** begin Quoted passage **

Exercise -1(Classes Objects)
Creating objects of DISTANCE class
Aim: Create a Distance class with, feet and inches as data members , member function to input distance , member function to output distance, member function to add two distance objects. To write a main function to create objects of DISTANCE class. Input two distances and output the sum
Program:
#include<iostream>
using namespace std;
class DISTANCE
{
public:
int feet,inch,x,y,z;
void input()
{
cout<<"enter feet and inches:"<<"\n";
cin>>feet>>inch;
}
void show()
{
cout<<"The distance is "; cout<<feet<<" feet "<<inch<<" inch\n";
}
// function object as argument
void sum(Distance x,Distance y)
{
feet=x.feet+y.feet;
inch=x.inch+y.inch;
if(inch>=12)
{
feet=feet+1;
inch=inch-12;
}
}
};
int main()

** end Quoted passage **
** begin Record list **

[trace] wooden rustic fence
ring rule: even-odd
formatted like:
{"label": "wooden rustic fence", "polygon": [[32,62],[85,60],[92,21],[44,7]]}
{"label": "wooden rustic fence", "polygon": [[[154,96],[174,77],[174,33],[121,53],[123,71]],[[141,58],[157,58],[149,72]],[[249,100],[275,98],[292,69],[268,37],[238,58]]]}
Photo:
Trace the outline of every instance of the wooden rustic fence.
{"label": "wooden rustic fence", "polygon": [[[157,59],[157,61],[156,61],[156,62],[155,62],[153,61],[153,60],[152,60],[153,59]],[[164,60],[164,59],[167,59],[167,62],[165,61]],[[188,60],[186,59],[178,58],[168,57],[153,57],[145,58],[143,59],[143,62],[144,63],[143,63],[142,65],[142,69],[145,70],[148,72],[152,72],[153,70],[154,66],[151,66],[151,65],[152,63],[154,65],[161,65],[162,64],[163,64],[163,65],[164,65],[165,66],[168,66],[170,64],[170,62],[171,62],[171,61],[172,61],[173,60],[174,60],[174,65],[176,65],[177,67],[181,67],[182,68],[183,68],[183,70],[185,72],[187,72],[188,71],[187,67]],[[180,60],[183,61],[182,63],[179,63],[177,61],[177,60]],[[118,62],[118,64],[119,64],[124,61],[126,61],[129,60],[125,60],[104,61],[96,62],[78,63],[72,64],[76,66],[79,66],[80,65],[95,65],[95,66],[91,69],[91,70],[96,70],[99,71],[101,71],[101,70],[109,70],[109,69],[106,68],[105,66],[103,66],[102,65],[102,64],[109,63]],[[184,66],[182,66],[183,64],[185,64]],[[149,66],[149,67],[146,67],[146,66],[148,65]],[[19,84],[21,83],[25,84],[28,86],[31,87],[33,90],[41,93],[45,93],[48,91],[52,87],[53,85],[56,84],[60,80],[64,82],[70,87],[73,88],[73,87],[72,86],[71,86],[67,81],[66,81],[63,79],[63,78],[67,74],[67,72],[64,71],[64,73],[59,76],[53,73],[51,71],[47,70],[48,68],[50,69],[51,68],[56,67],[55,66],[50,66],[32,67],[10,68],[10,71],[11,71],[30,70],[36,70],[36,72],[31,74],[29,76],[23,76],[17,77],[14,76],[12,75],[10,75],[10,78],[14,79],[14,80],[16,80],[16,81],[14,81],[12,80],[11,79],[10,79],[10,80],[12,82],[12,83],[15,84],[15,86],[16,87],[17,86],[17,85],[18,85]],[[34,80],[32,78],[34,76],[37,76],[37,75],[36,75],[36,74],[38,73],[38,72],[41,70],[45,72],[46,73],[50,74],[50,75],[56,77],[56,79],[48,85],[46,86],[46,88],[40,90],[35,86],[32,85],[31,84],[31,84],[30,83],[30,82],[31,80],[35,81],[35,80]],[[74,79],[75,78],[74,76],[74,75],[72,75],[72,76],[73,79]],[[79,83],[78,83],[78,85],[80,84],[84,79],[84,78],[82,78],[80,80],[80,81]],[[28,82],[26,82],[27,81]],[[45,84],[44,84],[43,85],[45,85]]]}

** end Record list **

What is asked:
1. From the Distance class exercise above, repeat word for word the part starting with "Exercise -1(Classes Objects)" and going on through "void input()".
2. Answer these about the Distance class exercise above:
(a) Which two data members does the aim say the class should have?
(b) What prompt does the input() function print?
(c) In the sum function, what happens when inch is 12 or more?

Per-task outputs:
1.
Exercise -1(Classes Objects)
Creating objects of DISTANCE class
Aim: Create a Distance class with, feet and inches as data members , member function to input distance , member function to output distance, member function to add two distance objects. To write a main function to create objects of DISTANCE class. Input two distances and output the sum
Program:
#include<iostream>
using namespace std;
class DISTANCE
{
public:
int feet,inch,x,y,z;
void input()

2.
(a) Feet and inches.
(b) "enter feet and inches:"
(c) Feet goes up by 1 and inch goes down by 12.